# WHAT IS BEING ASKED
List each line of the rows below that contains the word "flag", copying every such line in full.

# EXERCISE INPUTS
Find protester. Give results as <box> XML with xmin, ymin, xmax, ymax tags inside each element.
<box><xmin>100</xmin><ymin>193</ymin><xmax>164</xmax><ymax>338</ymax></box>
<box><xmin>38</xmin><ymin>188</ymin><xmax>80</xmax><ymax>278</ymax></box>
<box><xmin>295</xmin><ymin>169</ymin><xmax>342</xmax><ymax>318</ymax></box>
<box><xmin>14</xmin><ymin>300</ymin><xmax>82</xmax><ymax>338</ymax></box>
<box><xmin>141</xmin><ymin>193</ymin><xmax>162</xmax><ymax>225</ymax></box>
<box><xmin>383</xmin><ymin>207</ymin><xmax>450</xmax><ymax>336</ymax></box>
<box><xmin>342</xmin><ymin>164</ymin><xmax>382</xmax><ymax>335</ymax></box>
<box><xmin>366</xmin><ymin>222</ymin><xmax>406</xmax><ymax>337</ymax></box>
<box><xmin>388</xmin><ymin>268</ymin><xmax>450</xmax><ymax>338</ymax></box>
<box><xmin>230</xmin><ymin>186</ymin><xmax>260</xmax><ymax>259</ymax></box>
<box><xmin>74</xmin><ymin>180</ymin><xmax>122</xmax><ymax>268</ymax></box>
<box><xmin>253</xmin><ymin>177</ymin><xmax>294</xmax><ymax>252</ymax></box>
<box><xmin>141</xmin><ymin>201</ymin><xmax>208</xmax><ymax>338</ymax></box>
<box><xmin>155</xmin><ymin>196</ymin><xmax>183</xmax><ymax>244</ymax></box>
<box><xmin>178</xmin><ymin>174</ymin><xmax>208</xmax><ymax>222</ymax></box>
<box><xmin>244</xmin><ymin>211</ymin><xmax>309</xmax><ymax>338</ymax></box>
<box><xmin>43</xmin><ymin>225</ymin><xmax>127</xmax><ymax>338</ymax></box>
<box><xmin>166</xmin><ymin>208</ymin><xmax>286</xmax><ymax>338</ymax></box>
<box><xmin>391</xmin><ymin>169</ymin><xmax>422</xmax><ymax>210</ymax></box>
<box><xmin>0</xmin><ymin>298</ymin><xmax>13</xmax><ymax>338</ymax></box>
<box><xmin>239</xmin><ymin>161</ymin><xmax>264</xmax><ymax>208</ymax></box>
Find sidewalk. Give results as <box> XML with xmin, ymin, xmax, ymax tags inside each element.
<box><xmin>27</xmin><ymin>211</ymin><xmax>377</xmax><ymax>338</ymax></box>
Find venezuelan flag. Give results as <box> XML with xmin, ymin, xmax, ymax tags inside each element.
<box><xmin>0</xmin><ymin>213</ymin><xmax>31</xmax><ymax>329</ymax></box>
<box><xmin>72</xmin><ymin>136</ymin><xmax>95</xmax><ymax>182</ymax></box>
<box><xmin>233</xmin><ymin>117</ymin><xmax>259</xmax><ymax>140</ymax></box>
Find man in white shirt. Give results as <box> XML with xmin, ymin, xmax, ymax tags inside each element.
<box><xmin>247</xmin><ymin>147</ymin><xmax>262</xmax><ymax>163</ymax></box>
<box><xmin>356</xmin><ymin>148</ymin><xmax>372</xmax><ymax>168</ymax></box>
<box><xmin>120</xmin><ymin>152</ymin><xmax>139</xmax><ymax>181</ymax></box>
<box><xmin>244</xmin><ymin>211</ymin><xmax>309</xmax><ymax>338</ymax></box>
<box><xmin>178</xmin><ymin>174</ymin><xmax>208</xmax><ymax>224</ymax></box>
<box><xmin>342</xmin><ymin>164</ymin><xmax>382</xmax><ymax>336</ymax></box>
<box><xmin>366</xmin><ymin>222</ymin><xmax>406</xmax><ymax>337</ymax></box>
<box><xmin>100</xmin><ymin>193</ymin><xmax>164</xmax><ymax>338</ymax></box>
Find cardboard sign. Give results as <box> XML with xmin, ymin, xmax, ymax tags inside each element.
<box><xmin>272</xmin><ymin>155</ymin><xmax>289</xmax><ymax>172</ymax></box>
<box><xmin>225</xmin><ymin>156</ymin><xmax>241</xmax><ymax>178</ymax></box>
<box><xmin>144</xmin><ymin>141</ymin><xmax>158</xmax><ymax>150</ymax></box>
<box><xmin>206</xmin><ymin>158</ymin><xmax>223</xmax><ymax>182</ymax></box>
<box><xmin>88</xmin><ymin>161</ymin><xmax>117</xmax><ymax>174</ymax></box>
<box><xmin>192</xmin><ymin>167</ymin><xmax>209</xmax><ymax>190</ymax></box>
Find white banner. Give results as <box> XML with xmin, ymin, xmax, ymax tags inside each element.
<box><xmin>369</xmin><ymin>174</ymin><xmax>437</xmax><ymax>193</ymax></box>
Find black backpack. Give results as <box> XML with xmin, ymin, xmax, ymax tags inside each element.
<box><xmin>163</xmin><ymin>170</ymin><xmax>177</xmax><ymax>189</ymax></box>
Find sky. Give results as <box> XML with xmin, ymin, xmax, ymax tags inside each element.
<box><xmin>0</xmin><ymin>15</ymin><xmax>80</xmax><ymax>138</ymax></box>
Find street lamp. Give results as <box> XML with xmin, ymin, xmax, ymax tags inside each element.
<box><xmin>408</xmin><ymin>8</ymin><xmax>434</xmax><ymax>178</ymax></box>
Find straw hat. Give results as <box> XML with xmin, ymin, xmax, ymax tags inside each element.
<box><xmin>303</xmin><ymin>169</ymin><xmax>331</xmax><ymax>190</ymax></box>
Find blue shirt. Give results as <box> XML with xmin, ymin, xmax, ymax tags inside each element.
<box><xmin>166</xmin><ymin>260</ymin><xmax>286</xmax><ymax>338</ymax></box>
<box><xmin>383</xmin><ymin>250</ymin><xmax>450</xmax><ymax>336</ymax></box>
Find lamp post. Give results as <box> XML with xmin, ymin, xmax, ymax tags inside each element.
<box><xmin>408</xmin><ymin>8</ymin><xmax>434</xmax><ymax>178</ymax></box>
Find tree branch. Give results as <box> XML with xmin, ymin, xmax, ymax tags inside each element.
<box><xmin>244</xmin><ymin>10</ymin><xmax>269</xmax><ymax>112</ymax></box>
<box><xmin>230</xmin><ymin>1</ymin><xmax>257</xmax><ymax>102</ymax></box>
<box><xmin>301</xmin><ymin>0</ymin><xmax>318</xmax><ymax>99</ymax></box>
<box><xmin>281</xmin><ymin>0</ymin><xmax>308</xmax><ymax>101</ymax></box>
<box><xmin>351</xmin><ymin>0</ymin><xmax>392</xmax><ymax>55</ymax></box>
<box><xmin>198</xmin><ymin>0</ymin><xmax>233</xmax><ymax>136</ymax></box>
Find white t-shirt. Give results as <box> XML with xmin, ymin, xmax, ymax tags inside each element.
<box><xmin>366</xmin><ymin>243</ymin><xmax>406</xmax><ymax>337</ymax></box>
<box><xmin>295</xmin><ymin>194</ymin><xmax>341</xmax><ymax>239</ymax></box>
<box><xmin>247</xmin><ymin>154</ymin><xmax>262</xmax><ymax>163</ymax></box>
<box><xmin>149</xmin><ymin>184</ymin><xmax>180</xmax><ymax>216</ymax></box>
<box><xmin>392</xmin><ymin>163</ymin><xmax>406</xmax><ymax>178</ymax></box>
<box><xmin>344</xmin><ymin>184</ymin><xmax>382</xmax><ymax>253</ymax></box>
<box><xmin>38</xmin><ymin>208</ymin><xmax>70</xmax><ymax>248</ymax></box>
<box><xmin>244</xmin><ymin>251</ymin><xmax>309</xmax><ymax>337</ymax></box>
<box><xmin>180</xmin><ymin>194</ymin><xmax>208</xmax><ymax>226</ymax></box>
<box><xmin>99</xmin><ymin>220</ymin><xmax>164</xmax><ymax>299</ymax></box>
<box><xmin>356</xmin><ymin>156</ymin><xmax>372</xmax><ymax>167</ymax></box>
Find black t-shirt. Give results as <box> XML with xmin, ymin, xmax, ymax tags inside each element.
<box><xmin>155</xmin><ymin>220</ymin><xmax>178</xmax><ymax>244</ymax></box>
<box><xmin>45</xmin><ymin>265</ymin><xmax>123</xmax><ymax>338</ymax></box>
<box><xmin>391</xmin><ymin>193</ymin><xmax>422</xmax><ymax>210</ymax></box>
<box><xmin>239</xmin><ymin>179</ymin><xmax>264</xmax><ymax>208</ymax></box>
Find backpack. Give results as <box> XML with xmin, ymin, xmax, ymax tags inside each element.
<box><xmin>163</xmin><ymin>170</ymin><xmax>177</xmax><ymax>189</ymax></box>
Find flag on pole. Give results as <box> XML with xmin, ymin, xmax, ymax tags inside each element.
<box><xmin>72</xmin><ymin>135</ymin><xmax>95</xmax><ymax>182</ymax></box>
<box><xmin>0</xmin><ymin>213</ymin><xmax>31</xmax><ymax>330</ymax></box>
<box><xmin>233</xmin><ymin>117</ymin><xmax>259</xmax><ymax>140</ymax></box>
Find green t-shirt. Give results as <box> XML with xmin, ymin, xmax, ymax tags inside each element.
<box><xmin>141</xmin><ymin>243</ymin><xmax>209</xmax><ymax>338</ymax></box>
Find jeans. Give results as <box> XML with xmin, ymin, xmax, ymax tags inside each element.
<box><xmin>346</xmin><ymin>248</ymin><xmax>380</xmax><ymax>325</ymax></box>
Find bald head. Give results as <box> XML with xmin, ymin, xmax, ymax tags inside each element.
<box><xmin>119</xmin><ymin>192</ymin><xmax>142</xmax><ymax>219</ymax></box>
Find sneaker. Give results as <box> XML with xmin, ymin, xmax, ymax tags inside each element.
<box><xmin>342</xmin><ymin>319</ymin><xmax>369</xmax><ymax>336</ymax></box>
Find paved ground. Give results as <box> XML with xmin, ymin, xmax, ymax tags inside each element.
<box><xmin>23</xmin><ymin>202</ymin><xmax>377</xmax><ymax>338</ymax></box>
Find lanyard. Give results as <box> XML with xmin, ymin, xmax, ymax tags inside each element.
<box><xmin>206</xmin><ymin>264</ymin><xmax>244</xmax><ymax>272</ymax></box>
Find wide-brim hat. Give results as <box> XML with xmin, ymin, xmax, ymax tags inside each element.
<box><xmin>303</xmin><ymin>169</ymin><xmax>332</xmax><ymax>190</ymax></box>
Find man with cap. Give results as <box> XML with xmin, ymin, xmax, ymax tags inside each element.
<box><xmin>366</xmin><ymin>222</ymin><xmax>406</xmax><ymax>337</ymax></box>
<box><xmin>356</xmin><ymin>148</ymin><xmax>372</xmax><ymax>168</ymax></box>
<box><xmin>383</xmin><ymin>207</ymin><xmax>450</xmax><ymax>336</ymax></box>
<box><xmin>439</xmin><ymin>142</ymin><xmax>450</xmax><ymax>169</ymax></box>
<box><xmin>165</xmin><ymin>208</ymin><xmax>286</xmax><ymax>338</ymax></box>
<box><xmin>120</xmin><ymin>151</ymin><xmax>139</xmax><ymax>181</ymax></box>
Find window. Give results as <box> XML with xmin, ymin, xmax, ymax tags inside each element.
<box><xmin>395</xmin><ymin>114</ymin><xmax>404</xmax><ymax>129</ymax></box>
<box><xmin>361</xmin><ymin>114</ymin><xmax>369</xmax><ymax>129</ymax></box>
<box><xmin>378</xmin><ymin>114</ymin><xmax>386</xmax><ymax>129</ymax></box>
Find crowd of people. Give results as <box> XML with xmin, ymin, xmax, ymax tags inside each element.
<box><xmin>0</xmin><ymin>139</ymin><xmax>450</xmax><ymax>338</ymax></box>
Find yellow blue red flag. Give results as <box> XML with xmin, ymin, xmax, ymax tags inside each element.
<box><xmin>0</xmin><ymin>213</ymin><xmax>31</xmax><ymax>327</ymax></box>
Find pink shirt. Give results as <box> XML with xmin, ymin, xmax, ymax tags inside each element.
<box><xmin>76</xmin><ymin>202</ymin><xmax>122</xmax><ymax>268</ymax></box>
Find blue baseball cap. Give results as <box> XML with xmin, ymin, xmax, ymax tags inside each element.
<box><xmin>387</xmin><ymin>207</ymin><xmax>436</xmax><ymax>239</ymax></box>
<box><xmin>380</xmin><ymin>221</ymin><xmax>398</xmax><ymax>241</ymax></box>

# OUTPUT BELOW
Find venezuelan flag. Give results as <box> XML with xmin, ymin, xmax, ymax tags inside each element.
Find flag on pole. Give results as <box> XML with xmin, ymin, xmax, ymax tags inside each element.
Find yellow blue red flag. Give results as <box> XML with xmin, ymin, xmax, ymax tags inside each element.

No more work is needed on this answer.